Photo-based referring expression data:
---------------
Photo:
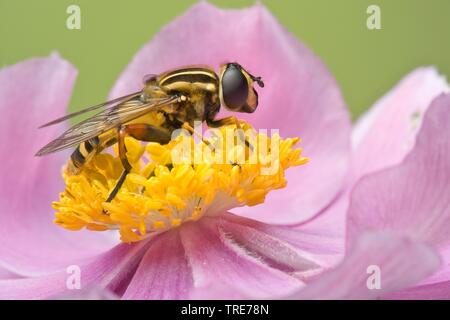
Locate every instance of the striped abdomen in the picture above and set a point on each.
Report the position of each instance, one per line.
(88, 149)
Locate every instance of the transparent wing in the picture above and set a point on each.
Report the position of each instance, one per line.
(104, 121)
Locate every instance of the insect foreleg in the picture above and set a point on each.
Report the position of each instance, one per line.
(142, 132)
(229, 121)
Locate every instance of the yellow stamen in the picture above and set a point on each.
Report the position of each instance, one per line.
(161, 193)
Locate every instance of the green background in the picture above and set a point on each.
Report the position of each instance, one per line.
(365, 62)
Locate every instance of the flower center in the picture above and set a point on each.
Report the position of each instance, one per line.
(171, 184)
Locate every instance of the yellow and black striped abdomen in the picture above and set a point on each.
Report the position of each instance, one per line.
(88, 149)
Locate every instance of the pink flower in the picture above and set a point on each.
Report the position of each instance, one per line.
(382, 196)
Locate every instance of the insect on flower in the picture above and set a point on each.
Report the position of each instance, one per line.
(181, 96)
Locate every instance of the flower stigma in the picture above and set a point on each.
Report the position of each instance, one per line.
(175, 183)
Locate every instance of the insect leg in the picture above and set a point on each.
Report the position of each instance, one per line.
(142, 132)
(188, 127)
(228, 121)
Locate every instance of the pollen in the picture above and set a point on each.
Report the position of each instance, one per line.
(175, 183)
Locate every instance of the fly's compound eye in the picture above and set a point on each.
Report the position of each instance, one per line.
(234, 87)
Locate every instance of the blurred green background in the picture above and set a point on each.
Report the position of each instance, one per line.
(365, 62)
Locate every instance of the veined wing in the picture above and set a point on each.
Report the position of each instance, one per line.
(109, 103)
(104, 121)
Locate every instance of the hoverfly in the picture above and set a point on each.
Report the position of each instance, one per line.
(182, 95)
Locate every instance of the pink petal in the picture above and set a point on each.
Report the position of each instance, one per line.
(94, 293)
(297, 249)
(267, 247)
(111, 270)
(164, 272)
(401, 261)
(300, 98)
(31, 93)
(432, 291)
(413, 197)
(385, 135)
(219, 263)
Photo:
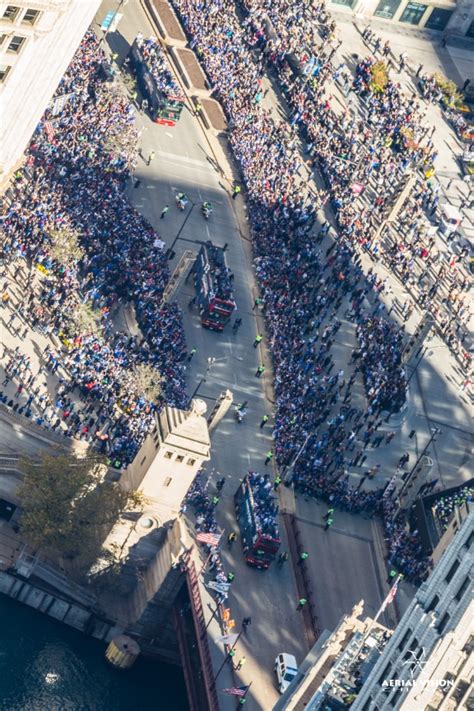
---------------
**Task instructions**: Note every line of the entries in which "yellow" appears, and copy it down.

**Task output**:
Locate every instance of the yellow stamen in the picture above and set a point on each.
Locate every instance of the yellow and black striped abdomen in the picture above and set a point on each.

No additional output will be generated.